### ASSIGNMENT A
Retype the passage on health care spending between "There are a" and "fascinating to examine.", inclusive.
### ASSIGNMENT B
Answer these questions from the passage on health care spending:
(i) Which diseases are listed in parentheses as examples of mostly preventable conditions?
(ii) What example is given of an advanced surgical technique?
(iii) What is named as an example of changes in religious purposes?

### EXCERPT PROVIDED

________________________________________

I get the impression that human beings in rich countries spend so much money on health care not because it provides them with health, but because it alleviates their fear of death.
Following this logic, the foremost expenditures in health care are a) mostly preventable diseases that require interventions of surgery or constant life long treatment from pharmaceuticals (diabetes or heart disease, lung cancer, etc), that could be avoided entirely by patients taking some initiative on lifestyle choices with healthier diets and exercise and not smoking or drinking excessively, all of which no doubt their doctors will advise them of repeatedly over a lifetime or b) terminal illnesses or episodes that require extremely expensive interventions to extend life a few extra days or months in most cases.
Most of the latter expense could be removed if people took steps to understand the limits of modern medicine by talking with their doctors ahead of time, assembling a living will, and informing their loved ones (or at least their immediate family) of their wishes or the location of said living will in the event of a tragic illness or accident. The reason we don't do most of that is that people tend to avoid thinking of their mortality, or especially that of their friends and families. We instead expect medical professionals to spare us the pain of death in our lives.
To a certain extent this is an entirely reasonable reaction. Modern science and medicine has come up with vaccinations, antibiotics, and advanced surgical techniques (organ transplants for example), and large medical corporations will market these surgical departments and, especially, pharmaceutical treatments that can alleviate all manner of health concerns. Got high cholesterol, take this pill. And so on. The modern consumer sees that death is no longer a daily concern where it might have been much more present barely a hundred years ago with much higher rates of death during pregnancy or delivery, infant and child mortality, accident rates, and various dread diseases that were far more common. Plague used to be a common occurrence for some cities to have to manage. Now we get common colds that still spread around but, for the most part, epidemics are rare.
I think this suggests that human societies used religion far more extensively to deal with death and fear of such and may explain some of the decline or changes in religious purposes (such as prosperity gospels), but I also think it explains a chunk of the run up in health care expenses across the globe. If fear of death is an immediate and daily concept, religion is a far cheaper and immediate way to service those fears through its promises of immortality or reunification with loved ones, and its use of ritual to balance and order daily lives. If death is a distant, far away concept, then we will look to the things that appear to have caused that change (from the more frequent and thus "natural" state of man) to save us when it does occur.
There are a myriad of other causal explanations for health care expenses (third party payment, first dollar health care coverage, etc), but this one would be fascinating to examine.

________________________________________

Saved entries
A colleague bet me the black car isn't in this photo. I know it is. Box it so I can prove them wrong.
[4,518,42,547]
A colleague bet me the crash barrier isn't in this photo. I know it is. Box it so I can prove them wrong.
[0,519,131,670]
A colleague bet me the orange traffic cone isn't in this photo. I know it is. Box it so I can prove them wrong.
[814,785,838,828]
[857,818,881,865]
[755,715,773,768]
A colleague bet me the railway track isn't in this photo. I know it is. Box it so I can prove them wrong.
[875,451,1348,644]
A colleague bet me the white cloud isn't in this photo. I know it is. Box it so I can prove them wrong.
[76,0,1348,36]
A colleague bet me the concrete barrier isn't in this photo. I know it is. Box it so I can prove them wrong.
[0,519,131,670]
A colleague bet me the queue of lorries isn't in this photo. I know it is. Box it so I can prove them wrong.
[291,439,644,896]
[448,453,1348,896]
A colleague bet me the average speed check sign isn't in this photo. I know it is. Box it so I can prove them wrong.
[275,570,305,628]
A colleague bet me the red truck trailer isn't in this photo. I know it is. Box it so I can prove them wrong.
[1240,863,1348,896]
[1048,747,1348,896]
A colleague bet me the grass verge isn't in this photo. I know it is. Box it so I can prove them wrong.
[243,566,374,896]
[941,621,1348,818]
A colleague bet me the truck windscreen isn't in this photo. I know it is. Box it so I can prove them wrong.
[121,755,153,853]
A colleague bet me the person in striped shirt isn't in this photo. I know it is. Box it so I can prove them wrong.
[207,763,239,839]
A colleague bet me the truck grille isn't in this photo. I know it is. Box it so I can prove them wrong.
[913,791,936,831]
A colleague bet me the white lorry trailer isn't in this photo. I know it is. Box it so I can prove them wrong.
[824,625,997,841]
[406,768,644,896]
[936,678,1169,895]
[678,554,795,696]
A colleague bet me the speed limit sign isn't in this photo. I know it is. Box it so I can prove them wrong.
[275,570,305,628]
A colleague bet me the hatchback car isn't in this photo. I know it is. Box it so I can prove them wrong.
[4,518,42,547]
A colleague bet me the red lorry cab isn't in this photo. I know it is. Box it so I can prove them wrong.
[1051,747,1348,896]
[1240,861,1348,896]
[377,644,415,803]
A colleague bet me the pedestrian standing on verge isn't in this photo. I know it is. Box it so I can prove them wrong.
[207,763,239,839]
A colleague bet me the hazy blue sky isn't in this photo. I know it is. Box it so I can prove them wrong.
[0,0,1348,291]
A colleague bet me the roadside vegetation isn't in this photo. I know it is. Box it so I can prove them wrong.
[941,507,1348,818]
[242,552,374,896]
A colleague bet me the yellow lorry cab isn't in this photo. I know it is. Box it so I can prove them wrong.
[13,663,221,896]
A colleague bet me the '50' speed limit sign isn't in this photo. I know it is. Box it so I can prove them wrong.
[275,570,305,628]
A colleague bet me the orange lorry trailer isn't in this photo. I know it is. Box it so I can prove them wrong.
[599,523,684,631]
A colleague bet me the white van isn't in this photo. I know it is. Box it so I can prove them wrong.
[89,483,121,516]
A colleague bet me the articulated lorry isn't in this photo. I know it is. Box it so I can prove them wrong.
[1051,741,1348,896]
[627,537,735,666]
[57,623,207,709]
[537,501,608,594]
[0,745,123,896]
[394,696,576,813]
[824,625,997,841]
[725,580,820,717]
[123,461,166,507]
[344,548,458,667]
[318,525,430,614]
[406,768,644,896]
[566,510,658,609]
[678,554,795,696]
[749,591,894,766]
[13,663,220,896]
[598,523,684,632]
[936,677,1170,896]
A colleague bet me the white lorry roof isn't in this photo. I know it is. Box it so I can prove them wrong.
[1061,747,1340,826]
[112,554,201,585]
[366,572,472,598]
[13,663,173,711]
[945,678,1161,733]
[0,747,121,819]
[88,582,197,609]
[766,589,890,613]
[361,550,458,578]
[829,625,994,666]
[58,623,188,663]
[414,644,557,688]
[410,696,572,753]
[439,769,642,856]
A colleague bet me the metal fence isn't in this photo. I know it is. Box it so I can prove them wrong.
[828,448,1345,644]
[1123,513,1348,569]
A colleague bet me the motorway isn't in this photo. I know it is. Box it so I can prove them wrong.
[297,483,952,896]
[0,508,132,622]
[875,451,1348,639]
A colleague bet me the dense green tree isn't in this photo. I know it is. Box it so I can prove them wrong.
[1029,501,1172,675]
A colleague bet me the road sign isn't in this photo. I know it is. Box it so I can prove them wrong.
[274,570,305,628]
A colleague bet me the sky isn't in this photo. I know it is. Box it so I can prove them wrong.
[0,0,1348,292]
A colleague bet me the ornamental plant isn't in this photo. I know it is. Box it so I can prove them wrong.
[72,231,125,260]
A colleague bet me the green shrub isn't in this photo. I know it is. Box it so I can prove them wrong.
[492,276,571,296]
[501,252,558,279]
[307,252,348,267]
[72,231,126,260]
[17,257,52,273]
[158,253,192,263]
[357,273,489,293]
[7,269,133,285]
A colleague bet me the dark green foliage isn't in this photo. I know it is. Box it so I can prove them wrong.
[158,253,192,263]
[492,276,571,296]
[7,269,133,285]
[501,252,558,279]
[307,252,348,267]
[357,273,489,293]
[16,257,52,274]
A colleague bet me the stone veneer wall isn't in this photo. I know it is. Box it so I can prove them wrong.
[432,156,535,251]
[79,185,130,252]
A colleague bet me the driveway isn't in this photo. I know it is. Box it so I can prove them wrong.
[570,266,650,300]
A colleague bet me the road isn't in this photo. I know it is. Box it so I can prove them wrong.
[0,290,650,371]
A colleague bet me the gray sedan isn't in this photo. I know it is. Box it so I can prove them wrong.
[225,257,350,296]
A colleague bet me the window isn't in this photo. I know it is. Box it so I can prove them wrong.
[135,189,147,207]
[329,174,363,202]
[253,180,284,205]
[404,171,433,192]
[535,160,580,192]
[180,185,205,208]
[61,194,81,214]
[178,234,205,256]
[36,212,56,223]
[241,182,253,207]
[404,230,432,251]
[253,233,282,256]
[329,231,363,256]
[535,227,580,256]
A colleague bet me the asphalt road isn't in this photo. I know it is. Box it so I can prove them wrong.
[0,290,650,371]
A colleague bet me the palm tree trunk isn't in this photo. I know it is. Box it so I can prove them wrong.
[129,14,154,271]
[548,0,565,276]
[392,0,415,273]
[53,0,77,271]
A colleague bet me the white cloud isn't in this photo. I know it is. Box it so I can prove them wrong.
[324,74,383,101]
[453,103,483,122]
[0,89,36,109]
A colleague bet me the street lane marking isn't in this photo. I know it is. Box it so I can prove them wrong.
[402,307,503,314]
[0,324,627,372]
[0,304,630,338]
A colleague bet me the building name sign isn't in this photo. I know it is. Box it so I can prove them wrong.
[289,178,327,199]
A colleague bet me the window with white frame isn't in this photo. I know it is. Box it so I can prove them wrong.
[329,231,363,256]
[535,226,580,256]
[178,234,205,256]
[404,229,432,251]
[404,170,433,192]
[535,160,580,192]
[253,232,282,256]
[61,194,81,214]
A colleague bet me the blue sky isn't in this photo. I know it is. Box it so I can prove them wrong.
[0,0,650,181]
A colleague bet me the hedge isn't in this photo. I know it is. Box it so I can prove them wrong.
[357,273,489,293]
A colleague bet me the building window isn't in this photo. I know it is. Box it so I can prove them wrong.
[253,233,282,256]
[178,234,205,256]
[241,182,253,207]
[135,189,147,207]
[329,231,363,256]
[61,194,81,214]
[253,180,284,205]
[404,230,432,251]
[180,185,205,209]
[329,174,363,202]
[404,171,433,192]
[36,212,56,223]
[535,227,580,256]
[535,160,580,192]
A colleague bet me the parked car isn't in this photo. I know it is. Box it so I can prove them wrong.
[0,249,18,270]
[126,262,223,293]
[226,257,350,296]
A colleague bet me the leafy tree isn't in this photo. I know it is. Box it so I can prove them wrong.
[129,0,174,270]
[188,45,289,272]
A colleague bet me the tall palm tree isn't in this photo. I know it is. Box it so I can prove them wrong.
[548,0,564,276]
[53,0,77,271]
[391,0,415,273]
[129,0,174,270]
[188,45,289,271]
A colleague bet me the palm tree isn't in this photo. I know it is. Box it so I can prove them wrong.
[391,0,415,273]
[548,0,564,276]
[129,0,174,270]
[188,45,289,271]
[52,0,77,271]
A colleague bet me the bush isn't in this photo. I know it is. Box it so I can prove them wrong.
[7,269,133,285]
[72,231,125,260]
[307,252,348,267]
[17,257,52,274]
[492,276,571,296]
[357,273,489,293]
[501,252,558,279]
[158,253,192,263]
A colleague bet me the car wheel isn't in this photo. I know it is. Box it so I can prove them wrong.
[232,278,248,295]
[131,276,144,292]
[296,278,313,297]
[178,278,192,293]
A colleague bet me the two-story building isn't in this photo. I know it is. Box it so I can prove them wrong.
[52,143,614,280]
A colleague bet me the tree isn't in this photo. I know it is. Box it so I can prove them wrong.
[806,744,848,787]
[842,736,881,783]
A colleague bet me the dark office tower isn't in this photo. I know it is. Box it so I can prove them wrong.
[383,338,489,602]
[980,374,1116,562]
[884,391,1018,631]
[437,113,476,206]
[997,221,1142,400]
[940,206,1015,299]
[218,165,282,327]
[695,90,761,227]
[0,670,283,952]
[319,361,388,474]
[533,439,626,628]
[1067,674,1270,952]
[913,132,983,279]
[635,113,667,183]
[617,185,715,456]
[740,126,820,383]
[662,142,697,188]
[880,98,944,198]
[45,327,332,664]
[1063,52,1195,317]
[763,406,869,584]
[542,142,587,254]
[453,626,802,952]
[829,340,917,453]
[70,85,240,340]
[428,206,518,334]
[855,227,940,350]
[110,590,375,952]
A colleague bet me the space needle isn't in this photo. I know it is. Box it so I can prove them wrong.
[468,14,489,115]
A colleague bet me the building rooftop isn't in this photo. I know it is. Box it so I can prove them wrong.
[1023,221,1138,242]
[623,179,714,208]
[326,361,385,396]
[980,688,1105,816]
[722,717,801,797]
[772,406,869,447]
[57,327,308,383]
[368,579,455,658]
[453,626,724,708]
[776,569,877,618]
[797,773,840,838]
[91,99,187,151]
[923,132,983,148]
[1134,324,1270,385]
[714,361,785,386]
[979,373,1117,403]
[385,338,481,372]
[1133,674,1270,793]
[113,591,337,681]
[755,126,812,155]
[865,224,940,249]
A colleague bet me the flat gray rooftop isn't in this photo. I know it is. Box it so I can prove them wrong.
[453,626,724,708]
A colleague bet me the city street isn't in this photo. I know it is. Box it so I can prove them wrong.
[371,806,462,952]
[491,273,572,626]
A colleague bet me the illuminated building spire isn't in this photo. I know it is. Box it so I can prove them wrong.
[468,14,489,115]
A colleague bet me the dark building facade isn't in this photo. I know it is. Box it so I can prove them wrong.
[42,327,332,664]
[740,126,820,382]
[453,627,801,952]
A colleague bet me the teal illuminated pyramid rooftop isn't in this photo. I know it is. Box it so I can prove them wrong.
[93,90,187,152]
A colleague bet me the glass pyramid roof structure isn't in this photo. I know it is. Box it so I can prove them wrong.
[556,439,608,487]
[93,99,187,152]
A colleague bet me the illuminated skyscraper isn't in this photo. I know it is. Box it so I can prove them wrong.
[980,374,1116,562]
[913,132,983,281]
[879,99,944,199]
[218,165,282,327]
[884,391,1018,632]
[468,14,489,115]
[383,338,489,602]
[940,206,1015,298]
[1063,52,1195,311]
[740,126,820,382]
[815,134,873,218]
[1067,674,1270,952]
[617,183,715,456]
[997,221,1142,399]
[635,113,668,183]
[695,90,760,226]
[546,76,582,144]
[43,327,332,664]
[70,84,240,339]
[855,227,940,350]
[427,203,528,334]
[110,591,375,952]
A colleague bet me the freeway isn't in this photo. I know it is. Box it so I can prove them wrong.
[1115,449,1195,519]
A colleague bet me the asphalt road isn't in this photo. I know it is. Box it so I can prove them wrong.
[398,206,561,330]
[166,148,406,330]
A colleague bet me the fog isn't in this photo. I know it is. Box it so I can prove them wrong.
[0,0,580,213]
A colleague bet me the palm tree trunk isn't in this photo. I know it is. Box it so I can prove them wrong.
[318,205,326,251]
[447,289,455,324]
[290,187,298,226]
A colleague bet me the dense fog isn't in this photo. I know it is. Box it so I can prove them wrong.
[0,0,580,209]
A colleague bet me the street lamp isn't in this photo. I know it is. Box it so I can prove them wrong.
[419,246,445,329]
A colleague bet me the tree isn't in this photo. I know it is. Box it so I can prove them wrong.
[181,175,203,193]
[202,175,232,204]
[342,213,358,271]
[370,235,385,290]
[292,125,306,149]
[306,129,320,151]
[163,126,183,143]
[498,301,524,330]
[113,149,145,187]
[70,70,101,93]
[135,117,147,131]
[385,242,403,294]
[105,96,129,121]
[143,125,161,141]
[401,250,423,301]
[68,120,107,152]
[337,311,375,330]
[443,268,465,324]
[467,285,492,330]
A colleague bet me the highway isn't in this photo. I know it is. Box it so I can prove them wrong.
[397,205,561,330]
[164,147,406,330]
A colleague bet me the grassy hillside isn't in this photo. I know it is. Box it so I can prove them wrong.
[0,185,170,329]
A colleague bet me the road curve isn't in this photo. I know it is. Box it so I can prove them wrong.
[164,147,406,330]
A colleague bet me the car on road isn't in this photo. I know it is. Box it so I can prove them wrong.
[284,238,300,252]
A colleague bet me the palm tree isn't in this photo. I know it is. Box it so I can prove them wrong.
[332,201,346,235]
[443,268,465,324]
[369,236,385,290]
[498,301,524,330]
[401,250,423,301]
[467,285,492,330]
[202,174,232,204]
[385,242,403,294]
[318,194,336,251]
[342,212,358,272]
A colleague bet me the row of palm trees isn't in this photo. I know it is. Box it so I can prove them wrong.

________________________________________

### EXERCISE RESULT A
There are a myriad of other causal explanations for health care expenses (third party payment, first dollar health care coverage, etc), but this one would be fascinating to examine.

### EXERCISE RESULT B
(i) Diabetes, heart disease, and lung cancer
(ii) Organ transplants
(iii) Prosperity gospels